Net income for fiscal 2007 and 2006 included non-cash income tax benefits of $19.8 million and 1,231.1 million, respectively, related to the recognition of net deferred tax assets as a result of the release of a tax valuation allowance. Based upon a review of a number of factors, including historical operating performance and our expectation that we could generate sustainable consolidated taxable income for the foreseeable future, we concluded at the end of fiscal 2006 that the majority of the net deferred tax assets would be recognized. Thus, pursuant to SFAS No. 109, we recorded a tax benefit during fiscal 2006 releasing a majority of the remaining valuation allowance, resulting in a non-cash increase in net income of $1,231.1 million.

Acquisition of Brooks Eckerd. On June 4, 2007, we acquired all of the membership interests of Jean Coutu USA, the holding company for Brooks Eckerd, from Jean Coutu Group, pursuant to the terms of the Agreement dated August 23, 2006. As consideration for the Acquisition, we paid $2.31 billion in cash and issued 250 million shares of Rite Aid common stock. We financed our cash payment via the establishment of a new term loan facility, issuance of senior notes and borrowings under our existing revolving credit facility. As part of the arrangement of the financing necessary to complete the Acquisition, we incurred a $12.9 million fee for bridge financing that ultimately was not needed. This fee was recorded as an acquisition related financing commitment charge in our statement of operations for fiscal 2008.

As of March 1, 2008, Jean Coutu Group owns 251.9 million shares of Rite Aid common stock, which represents approximately 28.6% of the total Rite Aid voting power. We expanded our Board of Directors to 14 members, with four of the seats being held by members designated by the Jean Coutu Group. In connection with the Acquisition, we entered into a Stockholder Agreement (the "Stockholder Agreement") with Jean Coutu Group and certain family members. The Stockholder Agreement contains provisions relating to Jean Coutu Group's ownership interest in the Company, board and board committee composition, corporate governance, stock ownership, stock purchase rights, transfer restrictions, voting arrangements and other matters. We have also entered into a Registration Rights Agreement with Jean Coutu Group giving Jean Coutu Group certain rights with respect to the registration under the Securities Act of 1933, as amended, of the shares of our common stock issued to Jean Coutu Group or acquired by Jean Coutu Group pursuant to certain stock purchase rights or open market rights under the Stockholder Agreement.

### Data section:
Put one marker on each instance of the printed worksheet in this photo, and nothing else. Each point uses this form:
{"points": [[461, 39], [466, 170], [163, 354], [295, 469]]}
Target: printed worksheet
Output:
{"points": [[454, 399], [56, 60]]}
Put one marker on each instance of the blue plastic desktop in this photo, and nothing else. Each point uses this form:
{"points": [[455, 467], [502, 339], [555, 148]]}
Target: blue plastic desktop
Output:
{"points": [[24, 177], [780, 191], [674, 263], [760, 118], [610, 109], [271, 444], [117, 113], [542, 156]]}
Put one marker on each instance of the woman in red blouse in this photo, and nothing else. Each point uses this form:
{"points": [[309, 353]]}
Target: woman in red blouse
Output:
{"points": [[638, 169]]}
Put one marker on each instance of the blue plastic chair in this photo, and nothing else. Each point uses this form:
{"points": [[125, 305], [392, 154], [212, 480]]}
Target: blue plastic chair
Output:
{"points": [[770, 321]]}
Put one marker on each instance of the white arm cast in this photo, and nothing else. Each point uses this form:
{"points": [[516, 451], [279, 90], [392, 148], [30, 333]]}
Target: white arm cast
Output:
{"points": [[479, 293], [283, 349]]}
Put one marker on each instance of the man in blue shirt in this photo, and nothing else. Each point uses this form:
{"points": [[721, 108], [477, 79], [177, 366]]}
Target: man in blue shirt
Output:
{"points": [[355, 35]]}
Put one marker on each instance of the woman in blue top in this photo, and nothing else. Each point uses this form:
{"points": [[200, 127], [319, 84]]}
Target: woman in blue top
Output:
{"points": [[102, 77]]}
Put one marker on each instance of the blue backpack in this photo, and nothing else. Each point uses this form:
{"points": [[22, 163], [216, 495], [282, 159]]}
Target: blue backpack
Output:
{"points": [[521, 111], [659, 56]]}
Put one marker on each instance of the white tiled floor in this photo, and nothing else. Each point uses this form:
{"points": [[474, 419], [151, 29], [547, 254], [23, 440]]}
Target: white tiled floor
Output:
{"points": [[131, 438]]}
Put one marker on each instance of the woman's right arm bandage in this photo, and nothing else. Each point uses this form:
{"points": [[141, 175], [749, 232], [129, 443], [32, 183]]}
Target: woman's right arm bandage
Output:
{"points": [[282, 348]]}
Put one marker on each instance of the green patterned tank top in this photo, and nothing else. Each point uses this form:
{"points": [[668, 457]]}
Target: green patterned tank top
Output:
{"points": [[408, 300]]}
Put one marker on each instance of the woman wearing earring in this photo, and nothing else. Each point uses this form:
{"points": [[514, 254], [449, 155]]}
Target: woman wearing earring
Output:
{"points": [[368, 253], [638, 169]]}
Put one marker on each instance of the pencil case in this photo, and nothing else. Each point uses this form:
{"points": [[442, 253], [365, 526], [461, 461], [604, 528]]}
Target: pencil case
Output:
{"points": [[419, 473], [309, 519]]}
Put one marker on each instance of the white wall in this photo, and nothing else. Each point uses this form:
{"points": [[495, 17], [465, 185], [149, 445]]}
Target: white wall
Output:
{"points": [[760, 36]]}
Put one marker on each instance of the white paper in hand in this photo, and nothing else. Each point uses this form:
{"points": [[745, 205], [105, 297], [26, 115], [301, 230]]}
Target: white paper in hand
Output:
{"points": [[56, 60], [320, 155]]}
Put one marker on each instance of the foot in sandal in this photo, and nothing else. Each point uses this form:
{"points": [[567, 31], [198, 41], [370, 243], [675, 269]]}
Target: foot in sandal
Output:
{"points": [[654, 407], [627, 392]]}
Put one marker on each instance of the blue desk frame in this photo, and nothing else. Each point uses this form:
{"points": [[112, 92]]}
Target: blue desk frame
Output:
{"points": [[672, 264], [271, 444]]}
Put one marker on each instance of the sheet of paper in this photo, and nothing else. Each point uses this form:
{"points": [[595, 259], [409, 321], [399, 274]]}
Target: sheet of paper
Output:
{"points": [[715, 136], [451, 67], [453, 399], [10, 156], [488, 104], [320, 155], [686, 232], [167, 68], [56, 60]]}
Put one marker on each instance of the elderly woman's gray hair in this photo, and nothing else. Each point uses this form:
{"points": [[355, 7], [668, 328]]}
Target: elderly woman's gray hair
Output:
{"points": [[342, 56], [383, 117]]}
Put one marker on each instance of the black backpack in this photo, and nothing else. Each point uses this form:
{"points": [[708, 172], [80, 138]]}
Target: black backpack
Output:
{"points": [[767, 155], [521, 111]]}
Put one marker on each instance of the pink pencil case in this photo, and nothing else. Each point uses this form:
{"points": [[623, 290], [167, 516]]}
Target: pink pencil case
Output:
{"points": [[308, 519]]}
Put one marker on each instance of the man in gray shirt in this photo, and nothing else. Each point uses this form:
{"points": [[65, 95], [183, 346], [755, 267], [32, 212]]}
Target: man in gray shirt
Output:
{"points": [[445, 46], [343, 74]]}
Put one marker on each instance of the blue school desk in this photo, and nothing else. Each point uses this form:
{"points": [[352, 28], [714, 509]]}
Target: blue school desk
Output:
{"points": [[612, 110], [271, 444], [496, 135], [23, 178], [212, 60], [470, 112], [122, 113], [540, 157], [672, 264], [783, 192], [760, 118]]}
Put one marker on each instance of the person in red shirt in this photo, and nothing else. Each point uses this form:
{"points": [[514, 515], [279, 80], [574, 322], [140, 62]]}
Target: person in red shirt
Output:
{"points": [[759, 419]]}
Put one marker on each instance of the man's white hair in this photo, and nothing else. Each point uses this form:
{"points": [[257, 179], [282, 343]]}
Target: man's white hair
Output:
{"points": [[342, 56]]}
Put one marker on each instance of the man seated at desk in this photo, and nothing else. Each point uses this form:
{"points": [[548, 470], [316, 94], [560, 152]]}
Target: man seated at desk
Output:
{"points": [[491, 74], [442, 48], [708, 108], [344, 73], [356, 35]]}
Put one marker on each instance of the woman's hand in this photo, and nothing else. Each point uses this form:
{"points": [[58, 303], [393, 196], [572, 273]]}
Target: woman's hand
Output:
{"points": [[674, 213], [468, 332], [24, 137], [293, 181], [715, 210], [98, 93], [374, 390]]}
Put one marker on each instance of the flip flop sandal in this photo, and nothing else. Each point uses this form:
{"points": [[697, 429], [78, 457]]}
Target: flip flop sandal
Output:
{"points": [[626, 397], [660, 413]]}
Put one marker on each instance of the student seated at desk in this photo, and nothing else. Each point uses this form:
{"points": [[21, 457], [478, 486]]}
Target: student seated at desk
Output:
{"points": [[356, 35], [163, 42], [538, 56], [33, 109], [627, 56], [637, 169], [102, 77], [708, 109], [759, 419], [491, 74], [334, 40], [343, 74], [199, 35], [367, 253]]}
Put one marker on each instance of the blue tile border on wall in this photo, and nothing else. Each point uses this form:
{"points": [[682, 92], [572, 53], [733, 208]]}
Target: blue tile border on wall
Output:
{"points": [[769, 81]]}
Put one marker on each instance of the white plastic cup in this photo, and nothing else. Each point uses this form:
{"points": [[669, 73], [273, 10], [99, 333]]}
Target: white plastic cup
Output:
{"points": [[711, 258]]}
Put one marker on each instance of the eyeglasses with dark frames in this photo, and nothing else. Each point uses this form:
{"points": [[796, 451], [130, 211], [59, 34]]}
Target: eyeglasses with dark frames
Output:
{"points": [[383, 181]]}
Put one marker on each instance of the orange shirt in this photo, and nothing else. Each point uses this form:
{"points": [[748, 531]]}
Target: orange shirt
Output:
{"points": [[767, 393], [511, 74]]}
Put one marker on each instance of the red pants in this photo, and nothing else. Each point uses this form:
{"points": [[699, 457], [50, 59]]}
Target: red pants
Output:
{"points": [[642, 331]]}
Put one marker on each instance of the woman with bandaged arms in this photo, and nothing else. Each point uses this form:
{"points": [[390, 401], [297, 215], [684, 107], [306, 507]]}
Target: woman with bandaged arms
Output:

### Brief:
Extend the Rite Aid filing excerpt on the Brooks Eckerd acquisition and Jean Coutu Group's stake, continuing from its final sentence.

### Exercise result:
The Brooks Eckerd stores and distribution centers are being integrated in phases. We have completed integrating the six distribution centers and are well on our way to completing systems conversions in all of the acquired stores by the end of May 2008. We have also begun the minor remodel phase of the Brooks Eckerd stores, which we expect to complete by October 2008.

Debt Refinancing. In fiscal years 2007 and 2006, we took several steps to extend the terms of our debt, lower our interest rates and obtain more flexibility. In fiscal 2007, we issued our 7.5% senior secured notes due January 2015, the proceeds of which were used to redeem our 9.5% senior secured notes due February 2011. We incurred a charge to call these notes prior to maturity and recorded a write-off of unamortized debt issue costs. These items totaled $18.7 million, which was recorded as a loss on debt modification in fiscal 2007. In fiscal 2006, we amended our senior secured credit facility to consist solely of a $1.75 billion revolving credit facility, paid at maturity the remaining outstanding principal on two existing notes and completed the early redemption of another existing note. As a result of amending our senior secured credit facility and the early redemption of an existing note, we recorded a loss on debt modification of $9.2 million

Hurricane Katrina. On August 27, 2005, Hurricane Katrina made landfall in Louisiana and proceeded to move through Mississippi and Alabama, causing one of the worst natural disasters in the history of the United States. As a result of this disaster, we had to close 14 stores, which resulted in lost inventory and fixed assets. We also incurred repair and maintenance charges related to our clean-up efforts. In February 2007, we entered into a final binding settlement of our claims under Hurricane Katrina with our insurance carriers. As a result of this settlement, we recorded a gain in fiscal 2007 of $17.6 million. The portion of this gain related to reimbursement for lost and damaged fixed assets was $9.4 million and was recorded as a gain on sale of assets and investments. The portion relating to reimbursement for lost or damaged inventory was $2.2 million and was recorded as a reduction of costs of goods sold. The portion of this gain related to repair and maintenance and other clean-up charges was $6.0 million and was recorded as a reduction of selling, general and administrative expenses ("SG&A").

Dilutive Equity Issuances. At March 1, 2008, 830.2 million shares of common stock were outstanding and an additional 141.8 million shares of common stock were issuable related to outstanding stock options and preferred stock.

Results of Operations

The results of operations for the fiscal years ended March 1, 2008, March 3, 2007 and March 4, 2006 have been adjusted to reflect the operations of our 28 stores in the Las Vegas market area as a discontinued operation, as the Company has entered into an agreement to sell the prescription files and terminate the operations of these stores. This disposition was announced on January 4, 2008.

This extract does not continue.